Building a UEBA System Without ML: Streaming Behavioral Baselines with SQL

A SQL-based UEBA system computes rolling behavioral baselines for users and entities using window aggregations, then flags deviations in real time. Unlike ML-based UEBA, it requires no model training, no feature pipelines, and no retraining cycles. It detects volume and rate anomalies immediately and is fully auditable by any analyst who can read SQL.

What is UEBA and why do most teams struggle to deploy it?

User and Entity Behavior Analytics (UEBA) is a security discipline that establishes normal behavioral patterns for users, devices, and applications, then raises alerts when observed behavior deviates significantly from those patterns.

Most commercial UEBA products are built on machine learning. That sounds powerful, but it creates real friction for security teams:

Training data requirements. ML models need weeks or months of labeled, clean historical activity data before they produce reliable baselines. New environments, new applications, or organizational changes require re-collection.

Feature engineering overhead. Raw event logs (login timestamps, query counts, file access records) must be transformed into structured feature vectors. This work requires data engineering expertise that many security teams do not have.

Retraining cycles. User behavior shifts over time. An employee who changes roles, joins a new project, or starts working remotely will look anomalous to a stale model. Keeping models current requires scheduled retraining pipelines, drift monitoring, and validation workflows.

Black-box alerts. When an ML model fires an alert, explaining why to an analyst is hard. Interpretability tools help, but the output is still probabilistic. Tuning false positive rates without understanding the underlying features is difficult.

The result: many organizations buy UEBA products, struggle through a 90-day tuning period, and end up either drowning in false positives or turning sensitivity so low the system misses real threats.

SQL-based baselines skip this complexity. The baseline logic is written in plain SQL, visible to anyone, and starts producing useful results as soon as you have a few days of activity data.

How SQL rolling baselines detect behavioral anomalies

A SQL baseline works through three steps:

Compute a rolling average of activity over a trailing window (7 days, 30 days, or whatever fits your environment).
Observe the current rate for the same user or entity in a recent short window (last hour, last 15 minutes).
Calculate a deviation ratio: current rate divided by baseline. Flag anything above a threshold (for example, 3x normal).

──────

§ Given exercise 1
Copy the passage of the UEBA text from "Retraining cycles. User" to "misses real threats." word for word.
§ Given exercise 2
Using the UEBA text, answer each question on its own line.
(a) What example threshold does the text give for flagging a deviation?
(b) How long is the tuning period that many organizations struggle through after buying UEBA products?
(c) For which three kinds of things does UEBA establish normal behavioral patterns?
§ Given exercise 3
List every source of friction for security teams that the UEBA text names for ML-based UEBA products.

§ Recorded information

──────

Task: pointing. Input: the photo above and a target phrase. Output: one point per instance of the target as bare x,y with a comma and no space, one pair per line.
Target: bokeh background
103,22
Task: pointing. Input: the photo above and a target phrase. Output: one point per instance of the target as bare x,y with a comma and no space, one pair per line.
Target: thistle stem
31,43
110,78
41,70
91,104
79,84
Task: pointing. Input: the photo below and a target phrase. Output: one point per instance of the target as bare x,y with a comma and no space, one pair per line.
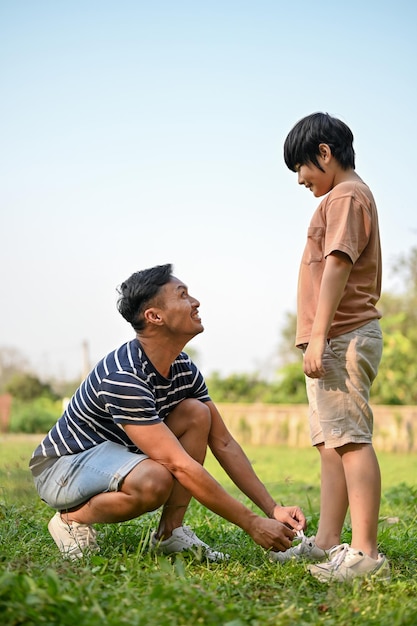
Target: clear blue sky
136,133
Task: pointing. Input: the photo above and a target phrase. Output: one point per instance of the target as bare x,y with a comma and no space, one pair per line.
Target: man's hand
271,534
291,516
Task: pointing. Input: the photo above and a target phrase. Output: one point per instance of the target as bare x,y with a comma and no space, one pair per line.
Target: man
134,437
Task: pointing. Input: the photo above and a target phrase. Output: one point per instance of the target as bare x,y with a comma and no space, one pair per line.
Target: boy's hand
313,358
291,516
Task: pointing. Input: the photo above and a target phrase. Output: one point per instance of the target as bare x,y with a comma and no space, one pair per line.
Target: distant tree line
37,404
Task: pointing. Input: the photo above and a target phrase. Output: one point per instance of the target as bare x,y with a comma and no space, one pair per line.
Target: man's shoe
73,539
346,563
306,550
183,538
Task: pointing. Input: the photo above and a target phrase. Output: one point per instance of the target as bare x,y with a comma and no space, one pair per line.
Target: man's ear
153,316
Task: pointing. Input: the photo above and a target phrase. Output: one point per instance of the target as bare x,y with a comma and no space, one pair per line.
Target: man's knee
150,483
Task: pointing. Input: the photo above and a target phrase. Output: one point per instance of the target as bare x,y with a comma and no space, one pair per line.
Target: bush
37,416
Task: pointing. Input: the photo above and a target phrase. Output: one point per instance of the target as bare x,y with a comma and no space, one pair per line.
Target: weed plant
125,584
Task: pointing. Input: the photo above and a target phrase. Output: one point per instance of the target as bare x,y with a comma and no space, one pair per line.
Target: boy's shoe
183,538
346,563
306,550
73,539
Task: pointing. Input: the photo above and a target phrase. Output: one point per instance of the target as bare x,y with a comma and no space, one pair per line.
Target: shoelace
337,555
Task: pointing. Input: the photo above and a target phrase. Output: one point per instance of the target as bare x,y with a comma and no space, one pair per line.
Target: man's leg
333,498
145,488
190,422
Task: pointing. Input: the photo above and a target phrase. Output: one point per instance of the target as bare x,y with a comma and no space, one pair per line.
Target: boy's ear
152,316
325,150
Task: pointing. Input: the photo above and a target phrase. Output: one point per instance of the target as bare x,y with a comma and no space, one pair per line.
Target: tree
27,387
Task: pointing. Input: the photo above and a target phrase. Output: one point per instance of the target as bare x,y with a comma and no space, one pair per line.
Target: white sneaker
183,538
72,539
346,563
306,549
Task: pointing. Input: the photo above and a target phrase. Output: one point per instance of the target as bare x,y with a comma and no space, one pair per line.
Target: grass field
125,584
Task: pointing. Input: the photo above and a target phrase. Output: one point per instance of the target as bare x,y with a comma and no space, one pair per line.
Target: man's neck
160,352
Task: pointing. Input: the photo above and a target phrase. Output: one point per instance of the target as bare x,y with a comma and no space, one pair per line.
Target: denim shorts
68,481
339,409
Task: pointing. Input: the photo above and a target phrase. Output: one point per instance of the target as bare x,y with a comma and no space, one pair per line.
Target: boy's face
314,178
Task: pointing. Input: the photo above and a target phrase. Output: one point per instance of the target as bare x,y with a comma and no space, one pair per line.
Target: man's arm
335,276
237,465
161,445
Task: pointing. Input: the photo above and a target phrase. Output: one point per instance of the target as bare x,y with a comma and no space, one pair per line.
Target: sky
137,133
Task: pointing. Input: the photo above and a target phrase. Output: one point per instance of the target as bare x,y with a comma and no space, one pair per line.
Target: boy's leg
363,479
333,498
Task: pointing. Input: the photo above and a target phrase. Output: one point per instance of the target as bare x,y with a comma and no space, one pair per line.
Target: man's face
179,310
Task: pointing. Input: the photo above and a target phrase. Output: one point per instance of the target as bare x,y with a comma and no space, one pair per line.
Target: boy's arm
335,276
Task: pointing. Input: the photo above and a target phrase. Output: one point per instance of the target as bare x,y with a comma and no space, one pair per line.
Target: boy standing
339,333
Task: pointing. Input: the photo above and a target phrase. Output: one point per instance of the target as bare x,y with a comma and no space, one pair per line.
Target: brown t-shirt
346,220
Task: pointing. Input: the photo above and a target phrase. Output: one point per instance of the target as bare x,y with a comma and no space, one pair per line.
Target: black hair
137,291
302,143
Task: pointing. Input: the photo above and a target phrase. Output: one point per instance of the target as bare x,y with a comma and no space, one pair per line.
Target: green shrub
37,416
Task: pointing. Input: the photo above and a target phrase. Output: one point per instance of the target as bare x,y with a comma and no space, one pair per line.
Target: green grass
125,584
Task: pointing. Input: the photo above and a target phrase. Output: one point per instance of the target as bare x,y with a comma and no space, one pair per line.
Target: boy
135,434
339,333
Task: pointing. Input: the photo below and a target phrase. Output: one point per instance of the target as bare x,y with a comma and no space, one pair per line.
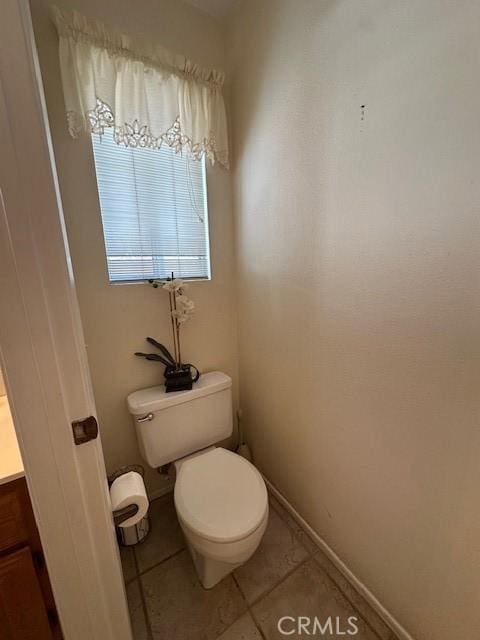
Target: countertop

──────

§ Written response 1
Retraining cycles. User behavior shifts over time. An employee who changes roles, joins a new project, or starts working remotely will look anomalous to a stale model. Keeping models current requires scheduled retraining pipelines, drift monitoring, and validation workflows.

Black-box alerts. When an ML model fires an alert, explaining why to an analyst is hard. Interpretability tools help, but the output is still probabilistic. Tuning false positive rates without understanding the underlying features is difficult.

The result: many organizations buy UEBA products, struggle through a 90-day tuning period, and end up either drowning in false positives or turning sensitivity so low the system misses real threats.

§ Written response 2
(a) 3x normal
(b) 90 days
(c) Users, devices, and applications

§ Written response 3
Training data requirements
Feature engineering overhead
Retraining cycles
Black-box alerts